§ **DATASET EXTRACT**:
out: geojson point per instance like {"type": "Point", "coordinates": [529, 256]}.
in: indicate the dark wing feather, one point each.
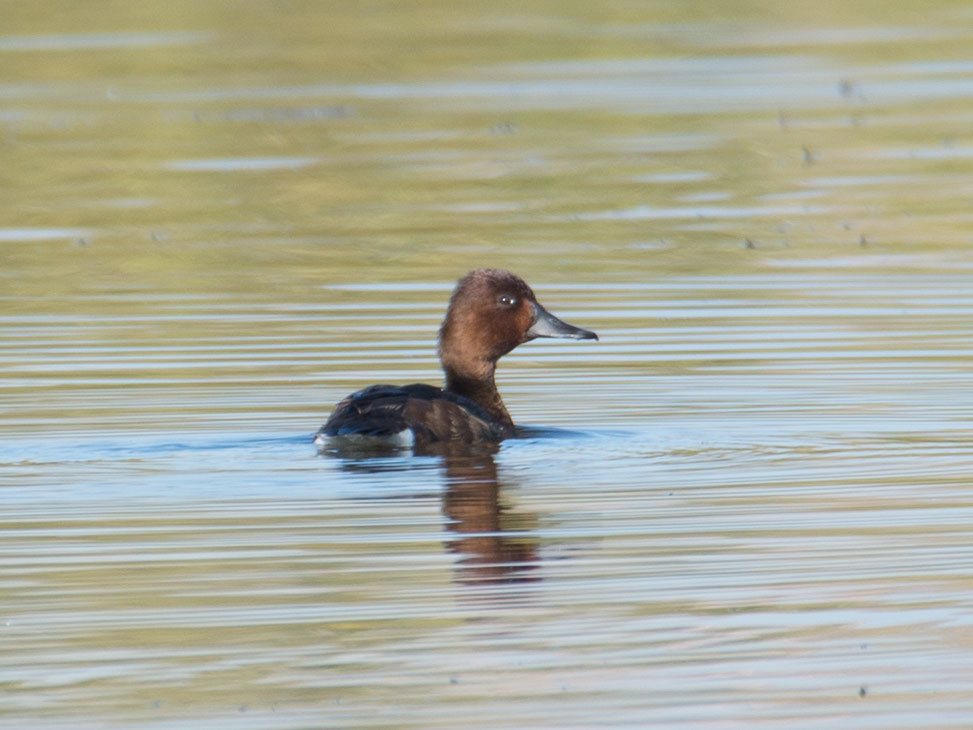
{"type": "Point", "coordinates": [432, 414]}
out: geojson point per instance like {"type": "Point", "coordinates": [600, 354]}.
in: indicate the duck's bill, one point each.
{"type": "Point", "coordinates": [547, 325]}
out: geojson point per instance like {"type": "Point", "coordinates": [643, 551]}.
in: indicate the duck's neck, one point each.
{"type": "Point", "coordinates": [482, 390]}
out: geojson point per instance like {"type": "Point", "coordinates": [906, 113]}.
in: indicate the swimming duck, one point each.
{"type": "Point", "coordinates": [490, 312]}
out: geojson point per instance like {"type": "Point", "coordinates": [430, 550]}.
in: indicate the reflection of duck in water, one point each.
{"type": "Point", "coordinates": [472, 501]}
{"type": "Point", "coordinates": [489, 314]}
{"type": "Point", "coordinates": [489, 549]}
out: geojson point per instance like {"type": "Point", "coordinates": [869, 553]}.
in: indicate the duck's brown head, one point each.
{"type": "Point", "coordinates": [490, 312]}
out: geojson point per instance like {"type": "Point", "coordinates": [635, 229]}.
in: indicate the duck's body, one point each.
{"type": "Point", "coordinates": [490, 313]}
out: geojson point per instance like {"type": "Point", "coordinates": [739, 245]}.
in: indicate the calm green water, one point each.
{"type": "Point", "coordinates": [747, 506]}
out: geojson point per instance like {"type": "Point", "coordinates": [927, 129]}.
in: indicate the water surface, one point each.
{"type": "Point", "coordinates": [746, 506]}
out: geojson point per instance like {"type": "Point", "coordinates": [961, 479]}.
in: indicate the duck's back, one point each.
{"type": "Point", "coordinates": [423, 413]}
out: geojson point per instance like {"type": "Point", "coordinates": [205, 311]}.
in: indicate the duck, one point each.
{"type": "Point", "coordinates": [490, 312]}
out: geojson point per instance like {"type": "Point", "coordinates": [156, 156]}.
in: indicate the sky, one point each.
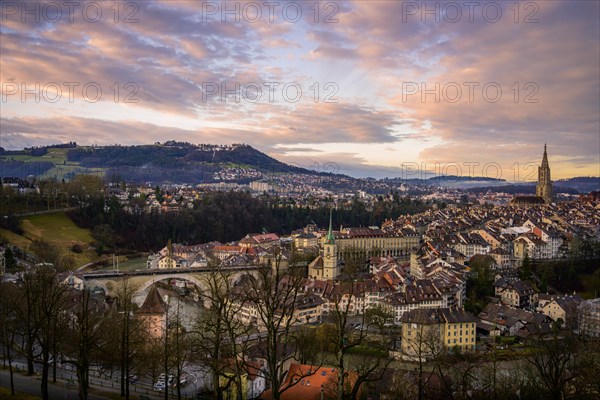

§ **WHAT NEEDS TO BE DONE**:
Copy exactly the lines from the line containing "in: indicate the swimming" through the last line of the records above, both included, and leave out any pictures.

§ **REPLY TO THE EXERCISE**:
in: indicate the swimming duck, one point each.
{"type": "Point", "coordinates": [490, 312]}
out: geojson point per instance like {"type": "Point", "coordinates": [430, 550]}.
in: indicate the reflection of duck in water, one point each.
{"type": "Point", "coordinates": [472, 501]}
{"type": "Point", "coordinates": [489, 314]}
{"type": "Point", "coordinates": [489, 549]}
out: geojson point per instance like {"type": "Point", "coordinates": [869, 553]}.
in: indicate the duck's brown head, one point each.
{"type": "Point", "coordinates": [490, 312]}
out: geojson point per instance like {"type": "Point", "coordinates": [635, 229]}.
in: indicate the duck's body, one point each.
{"type": "Point", "coordinates": [490, 313]}
out: geojson point per instance like {"type": "Point", "coordinates": [739, 245]}.
in: indicate the calm green water, one point each.
{"type": "Point", "coordinates": [747, 506]}
out: geojson point per instance like {"type": "Point", "coordinates": [927, 129]}.
in: indicate the water surface, one point each.
{"type": "Point", "coordinates": [746, 506]}
out: geojson point per instance like {"type": "Point", "coordinates": [961, 479]}.
in: indicate the duck's back, one point each.
{"type": "Point", "coordinates": [423, 413]}
out: geojson point per instance like {"type": "Point", "coordinates": [205, 311]}.
in: indicate the duck, one point each.
{"type": "Point", "coordinates": [490, 312]}
out: geojson point per instance like {"type": "Point", "coordinates": [156, 156]}.
in: indicate the sky, one point each.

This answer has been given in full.